Passage to read:
"""

Parcel 49C also alleges that the RLP’s requirement that the Security Allowance be included in offers improperly inflates the protester’s price because, as the incumbent lessor, it would not incur costs for security-related improvements it has already made to its building.  Protest at 46-47.  Parcel 49C contends that it should not be required to include this amount in its proposal.  Id.  The requirement to include this allowance in proposals was included in the solicitation without any exception for an incumbent contractor proposing the same property.  RLP at 16.  As such, this, too, is a term that the protester was required to challenge prior to the submission of its initial proposal, and, therefore, this protest ground is untimely.

As part of its second agency-level protest (filed November 16, 2015), and its protest to our Office, Parcel 49C challenges the RLP’s requirement that the protester submit NEPA-related documents.  AR, Tab 8, Second Agency-Level Protest, at 7‑10; Protest at 42-46; Second Supp. Protest at 60-65.  The protester is arguing, in this regard, that it is entitled to a categorical exemption, or CATEX, from NEPA-related requirements because it is not constructing a new building.  Protest at 42.  Parcel 49C contends that it has met the NEPA-related requirements by having completed its own CATEX checklist.  Id. at 42; Second Supp. Protest at 60. 

As noted above, the RLP’s NEPA-related submission requirements establish that a Phase I environmental site assessment, as well as a FEMA Floodplain Map, must be submitted for the proposed site.  RLP at 9, 20.  To the extent that Parcel 49C is challenging the terms of the RLP, we find such challenge to be untimely. 

We turn next to the issues we dismiss as premature.  Parcel 49C asserts that it is entitled to a categorical exemption from filing any NEPA-related documents because it is not constructing a new building.  Protest at 42.  The protester also argues that, based on GSA’s internal desk guide, it is entitled to a CATEX exemption because it submitted its own CATEX checklist.  Second Supp. Protest at 60, citing the GSA NEPA Desk Guide.  Parcel 49C alleges that, in fact, the agency unreasonably decided that the protester was not entitled to an “automatic” CATEX exemption.  Second Supp. Protest at 69. 

The record indicates that the agency has not yet made any determination concerning whether a CATEX exemption is appropriate for Parcel 49C’s site; therefore, the protester’s claim is premature.  See NEPA Advisor’s Statement of Facts at 4.  Moreover, in any event, the responsibility to determine whether it is appropriate to issue a CATEX exemption, and the procedures to be followed in this regard, rest with the government.[12]  40 C.F.R. §§ 1501.1-1501.8.  The fact that Parcel 49C submitted its own checklist is irrelevant here.

"""

Short task a: Collect every line of the records that contains the string "storm".
The text above and the records that come next are unrelated material.

(Records from a data source)

"""

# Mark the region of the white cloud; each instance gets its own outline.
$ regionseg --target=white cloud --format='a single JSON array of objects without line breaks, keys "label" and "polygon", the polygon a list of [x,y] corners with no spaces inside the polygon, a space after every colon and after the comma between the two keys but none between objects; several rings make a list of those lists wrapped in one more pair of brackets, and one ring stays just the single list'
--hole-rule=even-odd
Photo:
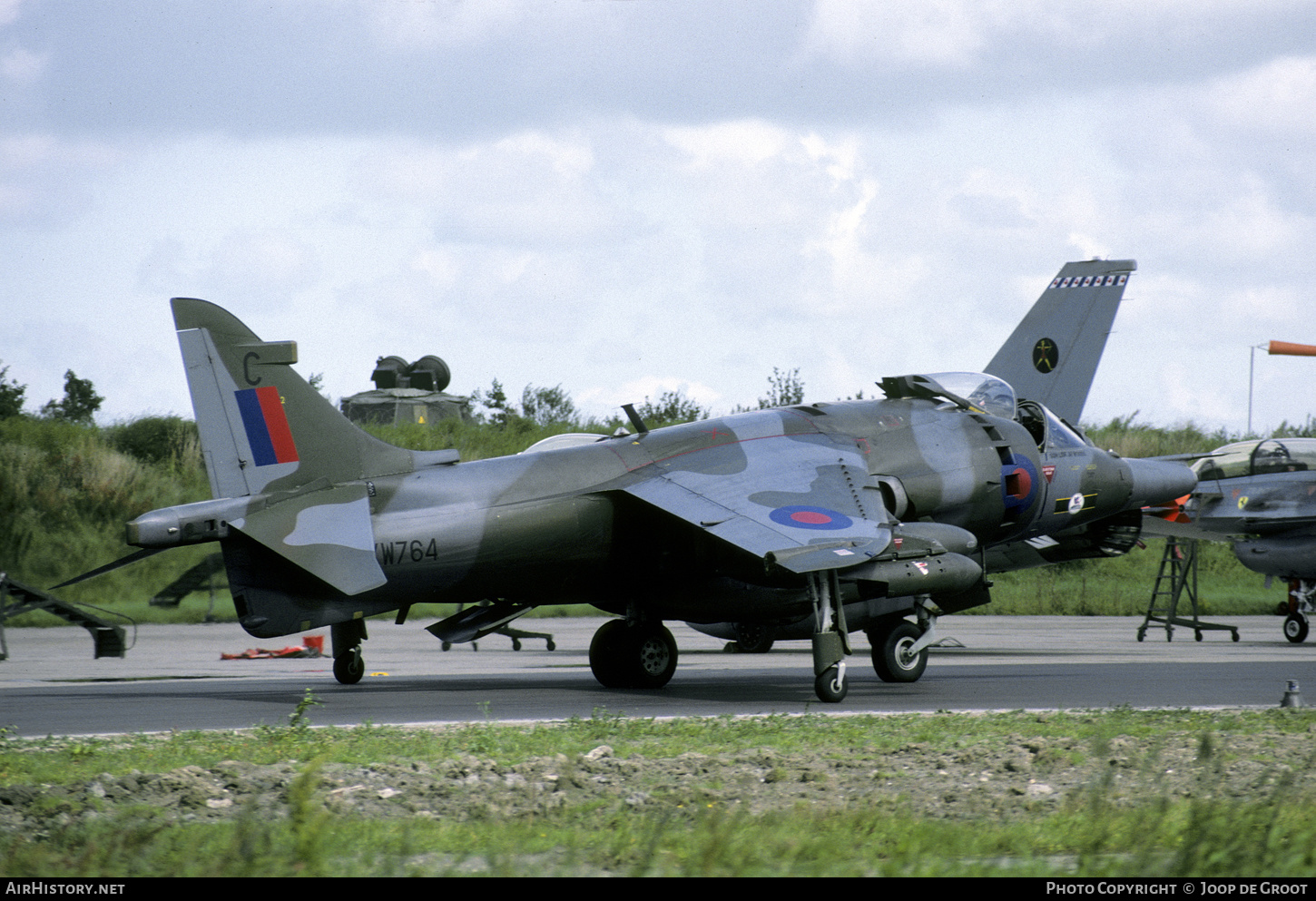
[{"label": "white cloud", "polygon": [[1202,89],[1205,128],[1286,135],[1316,135],[1316,57],[1284,57]]},{"label": "white cloud", "polygon": [[25,47],[12,47],[0,57],[0,75],[7,82],[33,84],[46,71],[50,54],[33,53]]},{"label": "white cloud", "polygon": [[480,43],[517,26],[529,4],[519,0],[363,0],[375,37],[399,47],[454,47]]}]

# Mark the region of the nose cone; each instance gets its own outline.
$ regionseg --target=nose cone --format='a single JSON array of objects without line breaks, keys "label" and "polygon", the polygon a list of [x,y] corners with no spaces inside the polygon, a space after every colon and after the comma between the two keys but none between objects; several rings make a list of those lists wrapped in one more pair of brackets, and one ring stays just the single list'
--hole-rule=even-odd
[{"label": "nose cone", "polygon": [[1198,476],[1183,463],[1167,460],[1126,459],[1133,471],[1133,493],[1129,506],[1149,506],[1183,497],[1198,485]]}]

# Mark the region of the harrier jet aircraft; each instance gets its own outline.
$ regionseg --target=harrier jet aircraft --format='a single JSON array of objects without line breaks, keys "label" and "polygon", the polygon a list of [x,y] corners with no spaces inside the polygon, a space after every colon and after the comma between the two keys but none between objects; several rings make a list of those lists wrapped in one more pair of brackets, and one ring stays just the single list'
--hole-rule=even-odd
[{"label": "harrier jet aircraft", "polygon": [[[1071,263],[1049,291],[1082,308],[1132,268]],[[461,462],[357,429],[291,368],[293,342],[203,300],[172,306],[215,500],[133,520],[128,543],[143,550],[96,572],[218,542],[242,626],[329,626],[347,684],[370,616],[476,604],[429,626],[461,642],[536,605],[592,604],[620,617],[590,647],[607,687],[671,679],[665,620],[812,614],[815,691],[840,701],[846,601],[891,600],[870,625],[878,670],[916,679],[937,612],[990,600],[986,548],[1061,533],[1119,545],[1125,512],[1192,485],[1187,467],[1103,452],[982,374],[887,377],[884,400],[663,429],[632,416],[632,434]],[[1042,338],[1038,374],[1069,353]]]},{"label": "harrier jet aircraft", "polygon": [[[1137,543],[1142,516],[1132,504],[1095,520],[1084,517],[1069,521],[1063,516],[1054,516],[1059,512],[1061,501],[1067,502],[1076,488],[1080,488],[1076,474],[1087,467],[1087,458],[1092,454],[1101,455],[1070,424],[1076,424],[1083,414],[1124,287],[1136,268],[1137,263],[1130,259],[1067,263],[987,364],[987,372],[1005,381],[1020,399],[1013,412],[1008,405],[1003,406],[1003,414],[1024,425],[1037,439],[1045,501],[1055,504],[1053,517],[1046,521],[1053,531],[1034,527],[1024,538],[1009,537],[988,543],[983,552],[987,572],[1080,558],[1117,556]],[[944,384],[949,379],[934,377]],[[987,379],[983,375],[969,377]],[[986,393],[990,383],[982,384],[979,396]],[[962,393],[971,396],[974,391],[976,388]],[[1130,463],[1142,472],[1153,467],[1146,462]],[[901,516],[900,510],[894,512]],[[866,598],[845,605],[849,627],[869,633],[873,663],[883,680],[913,681],[923,672],[919,651],[936,639],[934,630],[926,630],[923,638],[908,645],[912,648],[912,654],[908,648],[905,652],[908,667],[888,666],[888,651],[883,643],[892,618],[903,620],[917,613],[917,609],[916,598]],[[755,620],[690,625],[709,635],[734,639],[741,651],[753,654],[770,650],[775,641],[809,638],[813,631],[808,617],[795,622]]]}]

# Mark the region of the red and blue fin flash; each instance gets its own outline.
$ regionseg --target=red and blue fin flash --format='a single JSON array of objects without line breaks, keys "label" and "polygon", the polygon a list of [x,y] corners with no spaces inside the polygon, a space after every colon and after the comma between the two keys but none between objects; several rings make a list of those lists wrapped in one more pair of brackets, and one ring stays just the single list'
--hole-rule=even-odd
[{"label": "red and blue fin flash", "polygon": [[279,389],[274,385],[245,388],[233,392],[242,413],[242,427],[251,445],[251,456],[257,466],[272,463],[296,463],[297,446],[292,441],[292,429],[279,400]]}]

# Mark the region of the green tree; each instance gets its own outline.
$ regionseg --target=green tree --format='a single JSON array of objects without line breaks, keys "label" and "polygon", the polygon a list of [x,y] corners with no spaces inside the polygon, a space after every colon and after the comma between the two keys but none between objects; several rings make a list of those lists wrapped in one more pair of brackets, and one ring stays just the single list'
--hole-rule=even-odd
[{"label": "green tree", "polygon": [[774,406],[794,406],[804,402],[804,383],[800,381],[800,370],[795,367],[790,372],[772,367],[772,375],[767,376],[767,397],[758,399],[758,409],[770,410]]},{"label": "green tree", "polygon": [[636,412],[650,429],[675,425],[678,422],[707,420],[709,416],[708,408],[700,406],[690,397],[686,397],[686,392],[680,389],[665,391],[658,395],[658,400],[655,401],[645,397],[645,402],[637,406]]},{"label": "green tree", "polygon": [[47,401],[41,414],[47,420],[91,424],[92,414],[100,409],[105,399],[96,393],[91,379],[79,379],[72,370],[64,372],[64,399]]},{"label": "green tree", "polygon": [[571,395],[562,389],[536,388],[526,385],[521,392],[521,416],[538,426],[553,425],[554,422],[575,422],[576,409]]},{"label": "green tree", "polygon": [[480,413],[479,420],[482,422],[488,422],[499,429],[505,429],[517,420],[516,405],[509,402],[507,399],[507,392],[503,391],[503,383],[494,379],[494,384],[490,385],[488,391],[475,392],[471,400],[484,408],[484,413]]},{"label": "green tree", "polygon": [[22,414],[22,396],[28,392],[28,385],[9,381],[9,367],[0,368],[0,420]]}]

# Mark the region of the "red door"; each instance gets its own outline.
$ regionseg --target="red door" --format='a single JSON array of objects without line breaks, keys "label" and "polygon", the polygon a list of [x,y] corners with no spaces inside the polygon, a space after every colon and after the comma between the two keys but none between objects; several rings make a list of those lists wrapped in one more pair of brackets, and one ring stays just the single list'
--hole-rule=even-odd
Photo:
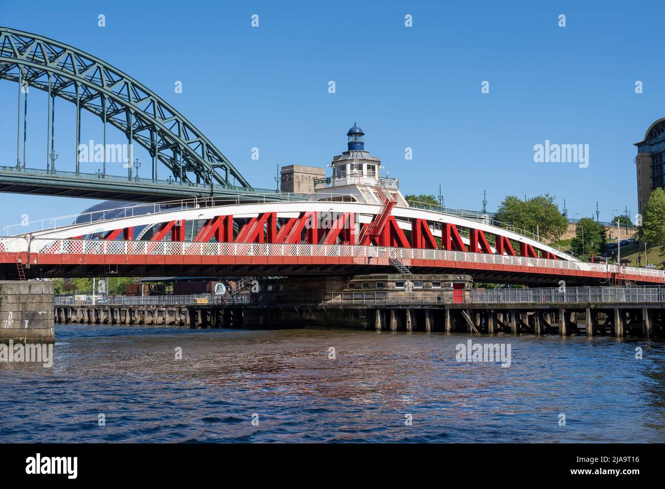
[{"label": "red door", "polygon": [[464,301],[464,284],[453,283],[453,303],[461,304]]}]

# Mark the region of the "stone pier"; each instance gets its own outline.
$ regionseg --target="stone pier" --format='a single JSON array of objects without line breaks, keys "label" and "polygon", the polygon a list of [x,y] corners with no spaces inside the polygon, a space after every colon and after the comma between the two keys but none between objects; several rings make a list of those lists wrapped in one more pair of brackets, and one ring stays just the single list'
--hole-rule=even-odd
[{"label": "stone pier", "polygon": [[0,281],[0,343],[55,341],[53,283]]}]

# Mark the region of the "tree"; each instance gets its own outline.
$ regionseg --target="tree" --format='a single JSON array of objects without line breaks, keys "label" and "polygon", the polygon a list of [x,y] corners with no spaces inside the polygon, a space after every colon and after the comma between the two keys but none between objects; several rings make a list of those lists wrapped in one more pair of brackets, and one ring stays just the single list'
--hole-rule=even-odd
[{"label": "tree", "polygon": [[553,196],[545,194],[527,200],[508,196],[501,202],[494,219],[551,241],[558,240],[568,228],[568,221],[554,203]]},{"label": "tree", "polygon": [[596,256],[605,250],[605,228],[593,218],[583,218],[577,224],[575,237],[571,241],[571,249],[575,255]]},{"label": "tree", "polygon": [[415,194],[409,194],[408,195],[404,196],[404,199],[407,202],[409,201],[415,201],[414,203],[409,203],[409,205],[418,205],[418,203],[421,204],[429,204],[430,206],[438,206],[439,200],[436,196],[433,195],[425,195],[424,194],[420,194],[420,195],[416,195]]},{"label": "tree", "polygon": [[638,236],[650,247],[660,246],[665,252],[665,192],[658,188],[651,192],[642,213]]},{"label": "tree", "polygon": [[626,214],[619,214],[618,216],[615,216],[612,223],[614,226],[616,225],[616,220],[619,220],[620,226],[632,226],[632,221],[630,220],[630,216],[626,216]]},{"label": "tree", "polygon": [[132,283],[131,277],[112,277],[108,279],[108,293],[112,295],[124,295],[128,283]]}]

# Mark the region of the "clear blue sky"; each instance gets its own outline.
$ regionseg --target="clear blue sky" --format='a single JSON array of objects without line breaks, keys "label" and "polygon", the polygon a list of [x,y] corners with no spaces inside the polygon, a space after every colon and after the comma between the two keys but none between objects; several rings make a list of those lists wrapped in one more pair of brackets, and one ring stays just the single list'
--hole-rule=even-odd
[{"label": "clear blue sky", "polygon": [[[597,200],[601,220],[626,206],[636,212],[632,143],[665,116],[662,1],[145,3],[3,2],[0,25],[70,44],[134,77],[256,187],[273,188],[278,164],[329,164],[357,121],[366,148],[405,194],[438,194],[440,184],[446,205],[478,209],[485,189],[493,210],[506,195],[547,192],[560,206],[566,200],[571,217],[591,216]],[[250,25],[255,13],[258,28]],[[183,93],[174,92],[176,81]],[[5,165],[16,159],[16,92],[0,81]],[[30,102],[28,166],[43,168],[46,97]],[[57,166],[70,170],[74,110],[58,103]],[[100,138],[98,119],[87,114],[83,124],[83,140]],[[109,142],[124,140],[109,134]],[[588,144],[589,167],[535,163],[533,146],[545,140]],[[96,171],[88,164],[84,171]],[[93,203],[0,194],[0,226]]]}]

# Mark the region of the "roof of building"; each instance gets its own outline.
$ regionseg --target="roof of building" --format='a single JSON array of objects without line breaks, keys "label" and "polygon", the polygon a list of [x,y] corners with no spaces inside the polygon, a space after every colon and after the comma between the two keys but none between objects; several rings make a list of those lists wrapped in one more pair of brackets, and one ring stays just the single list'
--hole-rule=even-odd
[{"label": "roof of building", "polygon": [[649,126],[644,134],[644,139],[639,142],[633,143],[635,146],[638,146],[644,142],[653,140],[661,134],[665,132],[665,117],[658,119],[655,122]]},{"label": "roof of building", "polygon": [[347,134],[364,134],[365,132],[362,130],[360,128],[358,127],[358,124],[355,122],[353,123],[353,127],[348,130]]}]

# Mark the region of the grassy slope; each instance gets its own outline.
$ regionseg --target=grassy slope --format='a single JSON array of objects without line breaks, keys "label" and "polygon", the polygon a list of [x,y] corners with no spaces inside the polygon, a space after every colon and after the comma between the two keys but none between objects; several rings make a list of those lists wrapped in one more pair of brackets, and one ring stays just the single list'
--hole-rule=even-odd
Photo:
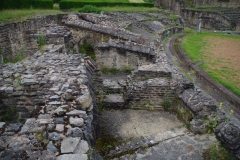
[{"label": "grassy slope", "polygon": [[229,76],[234,76],[235,72],[239,71],[232,70],[231,68],[215,68],[217,65],[216,63],[221,63],[220,60],[217,60],[214,63],[208,63],[209,57],[206,51],[208,42],[204,41],[204,38],[206,37],[217,37],[221,39],[230,38],[236,41],[239,41],[240,37],[214,33],[195,33],[183,38],[182,42],[182,48],[185,50],[190,59],[192,59],[194,62],[203,62],[200,67],[204,69],[211,78],[232,90],[236,95],[240,96],[240,89],[236,87],[234,79],[229,78]]}]

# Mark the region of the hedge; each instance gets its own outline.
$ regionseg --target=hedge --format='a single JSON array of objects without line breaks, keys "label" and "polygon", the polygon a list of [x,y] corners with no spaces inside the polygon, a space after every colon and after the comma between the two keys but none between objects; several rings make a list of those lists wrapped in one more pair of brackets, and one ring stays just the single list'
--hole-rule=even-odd
[{"label": "hedge", "polygon": [[113,7],[113,6],[132,6],[132,7],[154,7],[153,3],[126,3],[126,2],[77,2],[77,1],[63,1],[59,2],[60,9],[82,8],[85,5],[92,5],[96,7]]},{"label": "hedge", "polygon": [[53,0],[0,0],[0,10],[20,8],[52,9]]}]

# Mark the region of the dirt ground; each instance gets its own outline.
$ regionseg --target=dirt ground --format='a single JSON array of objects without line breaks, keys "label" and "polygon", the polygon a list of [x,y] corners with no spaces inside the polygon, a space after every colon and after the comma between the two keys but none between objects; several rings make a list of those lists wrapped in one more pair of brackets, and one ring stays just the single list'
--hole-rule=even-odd
[{"label": "dirt ground", "polygon": [[212,70],[240,88],[240,40],[215,37],[205,40],[208,41],[204,49],[206,71]]},{"label": "dirt ground", "polygon": [[100,119],[105,134],[120,139],[149,137],[183,126],[175,115],[164,111],[103,110]]}]

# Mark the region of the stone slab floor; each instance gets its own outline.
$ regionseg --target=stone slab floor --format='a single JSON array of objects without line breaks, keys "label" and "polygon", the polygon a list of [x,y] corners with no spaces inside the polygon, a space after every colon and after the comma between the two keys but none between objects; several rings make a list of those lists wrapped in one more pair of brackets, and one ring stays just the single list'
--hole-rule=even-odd
[{"label": "stone slab floor", "polygon": [[148,137],[184,125],[163,111],[103,110],[100,119],[105,134],[121,139]]}]

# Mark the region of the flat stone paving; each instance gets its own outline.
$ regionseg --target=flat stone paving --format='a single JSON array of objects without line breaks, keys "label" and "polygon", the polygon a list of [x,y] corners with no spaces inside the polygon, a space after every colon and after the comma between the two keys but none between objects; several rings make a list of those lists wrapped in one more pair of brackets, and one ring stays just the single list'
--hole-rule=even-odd
[{"label": "flat stone paving", "polygon": [[123,139],[147,137],[184,125],[163,111],[103,110],[100,119],[106,134]]},{"label": "flat stone paving", "polygon": [[214,143],[213,134],[186,134],[114,160],[203,160],[204,150]]}]

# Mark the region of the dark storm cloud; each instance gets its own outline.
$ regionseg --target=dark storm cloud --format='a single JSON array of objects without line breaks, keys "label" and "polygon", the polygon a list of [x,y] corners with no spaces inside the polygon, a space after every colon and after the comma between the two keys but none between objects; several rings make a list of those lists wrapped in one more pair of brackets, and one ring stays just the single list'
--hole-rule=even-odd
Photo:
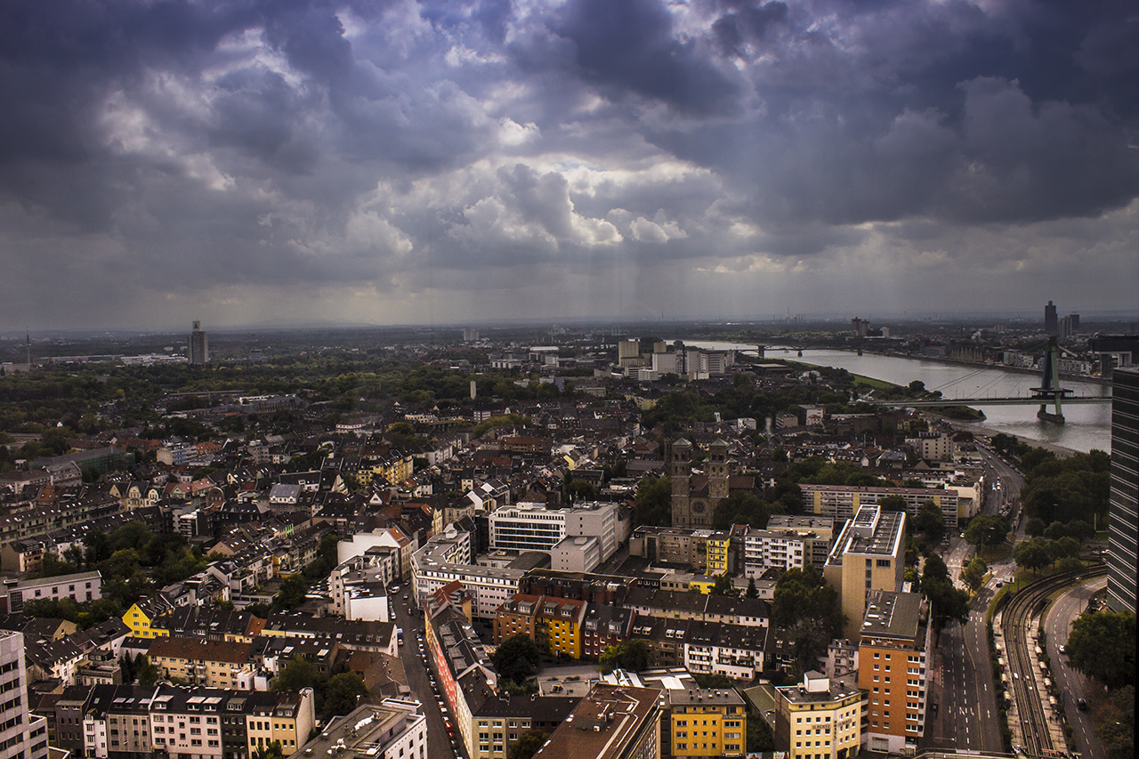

"""

Short task b:
Answer these questions from the passage on Parcel 49C's protest, one answer per line:
(i) On what date was the second agency-level protest filed?
(ii) Which two documents must be submitted for the proposed site under the RLP's NEPA-related submission requirements?
(iii) According to the record, what has the agency not yet made?

Response a:
# Mark the region of the dark storm cloud; each instance gets its own outline.
$ regionseg --target=dark storm cloud --format='a single JSON array of objects without line breaks, keys "label" and "polygon", the polygon a list of [x,y] corners with no spaces inside the polygon, a space after every colon and after the comma between the two keys but none between objects; several rings make a list of those lists wrapped in one more pair of brackets, and one ring stays just the single list'

Response b:
(i) November 16, 2015.
(ii) A Phase I environmental site assessment and a FEMA Floodplain Map.
(iii) Any determination concerning whether a CATEX exemption is appropriate for Parcel 49C's site.